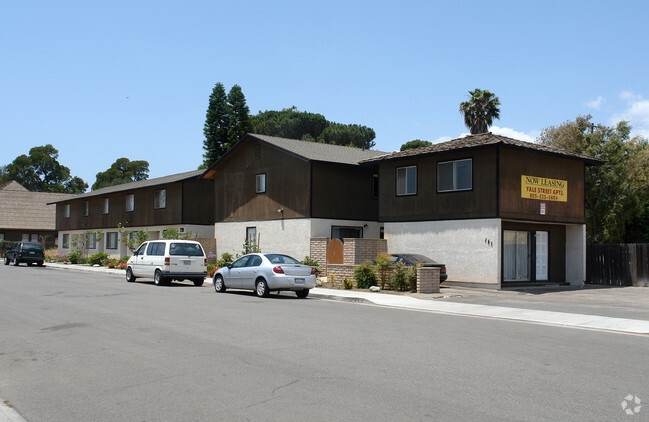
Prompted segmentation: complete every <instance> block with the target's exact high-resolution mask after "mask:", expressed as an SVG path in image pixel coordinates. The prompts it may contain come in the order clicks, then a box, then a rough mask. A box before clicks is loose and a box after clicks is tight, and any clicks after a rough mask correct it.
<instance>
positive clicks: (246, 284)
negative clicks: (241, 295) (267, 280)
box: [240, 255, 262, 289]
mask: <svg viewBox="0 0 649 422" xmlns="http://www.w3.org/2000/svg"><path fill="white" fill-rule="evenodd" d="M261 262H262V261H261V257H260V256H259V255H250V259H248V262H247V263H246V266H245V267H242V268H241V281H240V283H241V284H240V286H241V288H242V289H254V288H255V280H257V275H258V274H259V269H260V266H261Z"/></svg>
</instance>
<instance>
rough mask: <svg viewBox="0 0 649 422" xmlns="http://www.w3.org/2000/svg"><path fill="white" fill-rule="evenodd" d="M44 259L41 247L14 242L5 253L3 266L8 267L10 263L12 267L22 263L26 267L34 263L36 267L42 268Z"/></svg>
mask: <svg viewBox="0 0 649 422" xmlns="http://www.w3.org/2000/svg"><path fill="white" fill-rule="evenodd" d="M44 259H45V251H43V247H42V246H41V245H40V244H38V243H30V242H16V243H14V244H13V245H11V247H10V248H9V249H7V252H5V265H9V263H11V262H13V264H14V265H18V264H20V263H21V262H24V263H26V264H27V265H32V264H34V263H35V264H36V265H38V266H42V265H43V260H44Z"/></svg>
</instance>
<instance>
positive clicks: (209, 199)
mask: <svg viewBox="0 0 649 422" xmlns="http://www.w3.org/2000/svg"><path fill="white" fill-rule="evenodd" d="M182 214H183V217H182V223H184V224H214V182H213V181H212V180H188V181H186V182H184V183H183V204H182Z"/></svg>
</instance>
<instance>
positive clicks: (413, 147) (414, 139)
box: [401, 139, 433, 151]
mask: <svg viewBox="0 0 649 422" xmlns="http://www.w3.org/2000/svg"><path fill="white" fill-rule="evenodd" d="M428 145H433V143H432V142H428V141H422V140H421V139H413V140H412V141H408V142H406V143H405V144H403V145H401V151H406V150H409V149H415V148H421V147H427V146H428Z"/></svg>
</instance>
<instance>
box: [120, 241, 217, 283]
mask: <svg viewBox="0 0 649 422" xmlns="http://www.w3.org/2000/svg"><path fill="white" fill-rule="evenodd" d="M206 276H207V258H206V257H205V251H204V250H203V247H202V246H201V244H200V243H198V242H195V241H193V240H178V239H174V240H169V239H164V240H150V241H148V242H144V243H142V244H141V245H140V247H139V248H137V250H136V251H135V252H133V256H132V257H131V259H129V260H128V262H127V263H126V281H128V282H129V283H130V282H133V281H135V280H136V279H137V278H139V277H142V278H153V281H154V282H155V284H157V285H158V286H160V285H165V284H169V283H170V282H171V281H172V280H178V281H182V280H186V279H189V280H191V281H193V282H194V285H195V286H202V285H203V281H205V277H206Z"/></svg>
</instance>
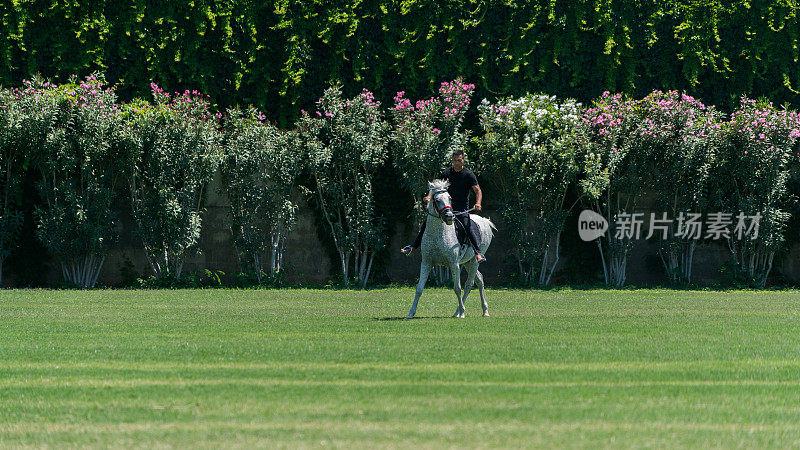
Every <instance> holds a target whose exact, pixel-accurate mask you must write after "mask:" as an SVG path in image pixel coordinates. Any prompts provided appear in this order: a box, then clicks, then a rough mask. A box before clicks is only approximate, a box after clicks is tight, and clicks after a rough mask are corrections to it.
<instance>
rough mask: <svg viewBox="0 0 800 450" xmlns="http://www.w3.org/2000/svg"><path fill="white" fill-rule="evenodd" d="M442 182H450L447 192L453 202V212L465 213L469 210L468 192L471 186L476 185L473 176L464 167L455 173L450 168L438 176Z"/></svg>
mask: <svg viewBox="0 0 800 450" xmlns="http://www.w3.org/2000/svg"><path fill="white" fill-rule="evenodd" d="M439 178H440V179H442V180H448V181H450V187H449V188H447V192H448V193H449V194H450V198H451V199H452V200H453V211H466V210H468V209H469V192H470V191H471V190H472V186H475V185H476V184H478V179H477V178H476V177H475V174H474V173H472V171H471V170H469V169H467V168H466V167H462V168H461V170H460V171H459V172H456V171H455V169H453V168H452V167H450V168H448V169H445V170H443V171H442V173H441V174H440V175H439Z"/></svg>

========================================

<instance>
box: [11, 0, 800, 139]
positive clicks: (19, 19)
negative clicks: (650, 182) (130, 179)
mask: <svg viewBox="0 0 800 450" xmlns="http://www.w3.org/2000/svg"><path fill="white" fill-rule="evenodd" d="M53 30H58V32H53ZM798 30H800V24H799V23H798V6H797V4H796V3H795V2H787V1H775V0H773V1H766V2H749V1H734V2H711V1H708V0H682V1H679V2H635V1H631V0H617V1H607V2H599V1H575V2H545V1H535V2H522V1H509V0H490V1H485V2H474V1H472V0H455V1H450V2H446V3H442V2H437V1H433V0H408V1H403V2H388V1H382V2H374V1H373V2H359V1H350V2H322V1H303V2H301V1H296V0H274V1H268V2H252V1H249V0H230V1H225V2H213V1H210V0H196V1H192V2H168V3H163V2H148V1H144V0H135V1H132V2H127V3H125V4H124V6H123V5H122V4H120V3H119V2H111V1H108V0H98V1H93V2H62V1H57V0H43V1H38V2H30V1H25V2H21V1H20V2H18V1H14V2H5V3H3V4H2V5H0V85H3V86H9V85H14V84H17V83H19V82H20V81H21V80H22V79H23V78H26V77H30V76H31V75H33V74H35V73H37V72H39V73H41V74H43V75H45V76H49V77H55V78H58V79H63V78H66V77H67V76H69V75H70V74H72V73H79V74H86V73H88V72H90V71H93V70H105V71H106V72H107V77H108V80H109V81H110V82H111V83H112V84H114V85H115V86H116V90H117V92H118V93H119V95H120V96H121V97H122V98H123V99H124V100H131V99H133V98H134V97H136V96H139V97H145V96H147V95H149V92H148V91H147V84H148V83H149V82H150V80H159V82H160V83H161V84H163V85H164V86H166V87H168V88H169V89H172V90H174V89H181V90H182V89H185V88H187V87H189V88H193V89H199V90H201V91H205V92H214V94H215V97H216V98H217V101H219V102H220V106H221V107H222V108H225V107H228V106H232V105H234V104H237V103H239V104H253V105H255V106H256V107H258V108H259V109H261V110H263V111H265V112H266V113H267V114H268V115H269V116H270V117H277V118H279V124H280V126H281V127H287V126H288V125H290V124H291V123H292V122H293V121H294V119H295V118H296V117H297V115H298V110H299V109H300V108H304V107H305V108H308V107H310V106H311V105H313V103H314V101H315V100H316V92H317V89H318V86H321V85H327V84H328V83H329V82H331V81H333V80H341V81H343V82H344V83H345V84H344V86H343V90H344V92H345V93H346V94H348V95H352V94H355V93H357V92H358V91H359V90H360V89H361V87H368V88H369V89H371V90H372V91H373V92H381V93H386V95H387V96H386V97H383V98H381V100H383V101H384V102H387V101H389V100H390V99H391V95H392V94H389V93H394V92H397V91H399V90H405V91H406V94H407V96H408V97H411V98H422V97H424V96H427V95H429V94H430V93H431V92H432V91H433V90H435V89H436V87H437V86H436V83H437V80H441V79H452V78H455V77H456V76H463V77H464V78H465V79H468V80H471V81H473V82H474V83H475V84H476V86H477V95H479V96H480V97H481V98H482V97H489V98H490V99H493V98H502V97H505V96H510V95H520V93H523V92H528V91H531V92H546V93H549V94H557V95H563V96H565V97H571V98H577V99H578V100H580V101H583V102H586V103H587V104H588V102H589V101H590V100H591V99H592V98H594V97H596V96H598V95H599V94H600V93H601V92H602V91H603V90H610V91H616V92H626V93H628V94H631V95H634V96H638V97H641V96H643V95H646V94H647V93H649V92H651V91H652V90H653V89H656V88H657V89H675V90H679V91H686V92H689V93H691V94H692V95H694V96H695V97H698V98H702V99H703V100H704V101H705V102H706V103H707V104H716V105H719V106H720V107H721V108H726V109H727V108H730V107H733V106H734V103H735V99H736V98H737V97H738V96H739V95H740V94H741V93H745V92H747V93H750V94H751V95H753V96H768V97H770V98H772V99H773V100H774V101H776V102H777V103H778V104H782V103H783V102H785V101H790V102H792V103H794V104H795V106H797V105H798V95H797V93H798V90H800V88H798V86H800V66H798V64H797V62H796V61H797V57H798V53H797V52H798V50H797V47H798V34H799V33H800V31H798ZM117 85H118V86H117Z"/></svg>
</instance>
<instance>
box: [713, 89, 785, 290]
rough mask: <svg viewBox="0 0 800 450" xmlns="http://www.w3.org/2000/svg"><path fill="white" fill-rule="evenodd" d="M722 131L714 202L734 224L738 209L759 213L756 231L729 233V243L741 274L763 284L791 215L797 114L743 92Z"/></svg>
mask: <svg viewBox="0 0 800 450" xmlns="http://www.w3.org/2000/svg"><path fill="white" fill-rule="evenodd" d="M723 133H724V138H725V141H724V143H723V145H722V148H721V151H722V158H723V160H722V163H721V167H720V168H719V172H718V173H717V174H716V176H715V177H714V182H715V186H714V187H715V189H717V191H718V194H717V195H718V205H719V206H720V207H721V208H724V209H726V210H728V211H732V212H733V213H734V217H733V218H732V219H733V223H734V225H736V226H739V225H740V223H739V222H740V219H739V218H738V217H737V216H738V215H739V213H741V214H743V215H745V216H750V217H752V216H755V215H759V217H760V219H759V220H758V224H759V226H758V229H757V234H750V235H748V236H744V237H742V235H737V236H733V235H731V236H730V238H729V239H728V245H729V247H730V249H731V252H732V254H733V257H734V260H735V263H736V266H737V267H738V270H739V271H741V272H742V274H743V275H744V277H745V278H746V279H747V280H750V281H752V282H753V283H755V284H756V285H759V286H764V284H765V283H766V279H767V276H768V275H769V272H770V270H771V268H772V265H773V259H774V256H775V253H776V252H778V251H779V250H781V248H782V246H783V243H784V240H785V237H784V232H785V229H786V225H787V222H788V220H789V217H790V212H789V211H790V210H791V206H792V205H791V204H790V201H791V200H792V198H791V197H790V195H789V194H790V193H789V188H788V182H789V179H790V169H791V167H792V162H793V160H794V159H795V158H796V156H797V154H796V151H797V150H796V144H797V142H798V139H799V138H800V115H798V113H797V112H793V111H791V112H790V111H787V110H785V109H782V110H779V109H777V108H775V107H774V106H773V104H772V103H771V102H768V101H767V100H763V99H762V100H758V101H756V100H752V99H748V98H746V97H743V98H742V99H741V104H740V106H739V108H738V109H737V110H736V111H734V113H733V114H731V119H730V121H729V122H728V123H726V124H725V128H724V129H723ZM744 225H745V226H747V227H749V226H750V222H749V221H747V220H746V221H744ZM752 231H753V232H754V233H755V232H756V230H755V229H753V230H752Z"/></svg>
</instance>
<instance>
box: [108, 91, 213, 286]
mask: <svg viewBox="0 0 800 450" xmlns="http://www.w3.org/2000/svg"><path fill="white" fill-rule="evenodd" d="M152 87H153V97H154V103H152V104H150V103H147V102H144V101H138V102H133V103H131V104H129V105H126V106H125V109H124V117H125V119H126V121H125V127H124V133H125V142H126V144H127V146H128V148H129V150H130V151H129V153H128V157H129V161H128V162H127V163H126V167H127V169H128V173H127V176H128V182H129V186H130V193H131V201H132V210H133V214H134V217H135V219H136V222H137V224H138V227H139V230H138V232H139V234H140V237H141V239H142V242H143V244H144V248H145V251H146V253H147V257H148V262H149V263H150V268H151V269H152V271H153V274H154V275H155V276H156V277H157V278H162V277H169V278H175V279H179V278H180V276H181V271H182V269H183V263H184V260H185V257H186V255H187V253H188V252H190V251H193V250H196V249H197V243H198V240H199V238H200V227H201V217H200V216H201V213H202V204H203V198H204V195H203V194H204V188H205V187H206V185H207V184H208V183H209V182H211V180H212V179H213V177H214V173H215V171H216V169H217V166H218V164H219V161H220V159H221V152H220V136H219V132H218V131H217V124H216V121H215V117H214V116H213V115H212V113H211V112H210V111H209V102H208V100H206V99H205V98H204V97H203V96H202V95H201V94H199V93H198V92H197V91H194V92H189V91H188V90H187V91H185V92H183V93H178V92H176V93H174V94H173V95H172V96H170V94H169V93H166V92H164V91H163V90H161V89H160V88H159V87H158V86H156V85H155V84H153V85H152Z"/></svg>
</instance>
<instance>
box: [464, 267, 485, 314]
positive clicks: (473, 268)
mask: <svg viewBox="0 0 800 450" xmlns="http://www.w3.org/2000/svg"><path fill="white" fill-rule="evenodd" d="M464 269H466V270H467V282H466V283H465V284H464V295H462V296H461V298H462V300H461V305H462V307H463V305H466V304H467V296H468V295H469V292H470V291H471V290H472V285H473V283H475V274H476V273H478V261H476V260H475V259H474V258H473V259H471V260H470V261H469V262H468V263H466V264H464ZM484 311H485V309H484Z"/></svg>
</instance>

========================================

INSTRUCTIONS TO FOLLOW |
From the entries above, copy out every line that contains the string "target".

EXERCISE RESULT |
Prompted segmentation: complete every <instance> block with the target's exact high-resolution mask after "mask:", expressed as an SVG path in image pixel coordinates. The prompts it may contain come in the order clicks, then a box, then a rough mask. A box before clicks is loose and a box after clicks is tight, and any clicks after a rough mask correct it.
Every <instance> holds a target whose exact, pixel-accurate mask you must write after "mask:" as an SVG path in image pixel coordinates. Any prompts provided appear in this order: a box, then clicks, then a rough mask. A box before clicks is only approximate, a box after clicks is tight, and clicks after a rough mask are corrections to it.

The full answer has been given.